[Stated goal]
Repeat every line from the one containing "Would you mind marking the two-lane" through the end of the entries, requests included, and add -67 to each number in the answer coordinates.

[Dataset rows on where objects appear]
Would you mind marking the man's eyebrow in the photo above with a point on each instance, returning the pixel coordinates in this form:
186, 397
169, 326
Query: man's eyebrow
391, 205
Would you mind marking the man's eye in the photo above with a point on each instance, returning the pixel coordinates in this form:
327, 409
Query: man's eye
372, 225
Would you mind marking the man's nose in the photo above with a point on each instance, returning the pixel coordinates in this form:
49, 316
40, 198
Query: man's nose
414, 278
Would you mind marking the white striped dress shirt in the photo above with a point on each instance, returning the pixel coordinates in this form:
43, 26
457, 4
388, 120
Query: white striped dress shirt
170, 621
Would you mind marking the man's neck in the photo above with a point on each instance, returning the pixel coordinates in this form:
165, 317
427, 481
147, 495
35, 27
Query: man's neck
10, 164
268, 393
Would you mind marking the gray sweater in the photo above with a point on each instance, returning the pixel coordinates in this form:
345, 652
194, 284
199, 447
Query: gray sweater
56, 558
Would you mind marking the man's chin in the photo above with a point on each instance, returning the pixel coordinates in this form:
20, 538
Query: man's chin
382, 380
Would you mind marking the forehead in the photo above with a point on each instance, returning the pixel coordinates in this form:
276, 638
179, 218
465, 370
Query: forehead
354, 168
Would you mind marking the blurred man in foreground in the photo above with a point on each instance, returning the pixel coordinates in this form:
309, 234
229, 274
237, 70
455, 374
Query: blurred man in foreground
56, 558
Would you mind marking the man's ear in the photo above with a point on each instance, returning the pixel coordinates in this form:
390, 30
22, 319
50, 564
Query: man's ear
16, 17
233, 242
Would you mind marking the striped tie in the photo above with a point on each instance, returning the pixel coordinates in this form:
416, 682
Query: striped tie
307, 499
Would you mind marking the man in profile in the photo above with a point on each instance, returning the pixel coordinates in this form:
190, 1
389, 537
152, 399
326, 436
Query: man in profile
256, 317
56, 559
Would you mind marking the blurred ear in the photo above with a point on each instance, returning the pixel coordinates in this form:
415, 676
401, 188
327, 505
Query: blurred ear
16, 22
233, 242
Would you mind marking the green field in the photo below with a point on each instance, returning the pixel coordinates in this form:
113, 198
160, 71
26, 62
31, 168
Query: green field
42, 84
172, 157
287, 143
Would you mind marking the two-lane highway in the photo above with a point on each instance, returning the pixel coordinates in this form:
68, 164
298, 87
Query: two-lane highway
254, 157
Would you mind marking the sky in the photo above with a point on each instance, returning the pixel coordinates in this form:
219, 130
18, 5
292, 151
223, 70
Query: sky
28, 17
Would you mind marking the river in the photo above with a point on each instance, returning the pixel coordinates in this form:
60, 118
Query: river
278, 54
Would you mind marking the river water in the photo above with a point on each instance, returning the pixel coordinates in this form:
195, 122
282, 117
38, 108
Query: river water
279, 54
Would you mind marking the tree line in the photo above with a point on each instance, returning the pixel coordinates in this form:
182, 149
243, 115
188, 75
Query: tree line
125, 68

[Full response]
Would you mind marking the two-lane highway in the photo above with a point on each instance, returning the pixel coordinates in this form:
68, 164
298, 87
Query: two-lane highway
187, 90
Would you mind marking the sky in the photo above with a point on each instance, returning the pixel coordinates in this form:
219, 130
18, 5
292, 151
223, 70
Query: sky
-39, -50
Would you mind marking the river in the photo above with a point on each instance, returning the pixel coordinates in this form:
60, 118
Query: river
211, -13
Would you mind marking the river water in the photo above with a point on each instance, returning the pixel coordinates in this form:
195, 122
282, 117
38, 108
Query: river water
212, -13
Would you mind marking the tree line in the photo above with a point on each instance, returning the pixel coordinates in this form:
182, 149
243, 115
188, 75
Query: tree line
58, 1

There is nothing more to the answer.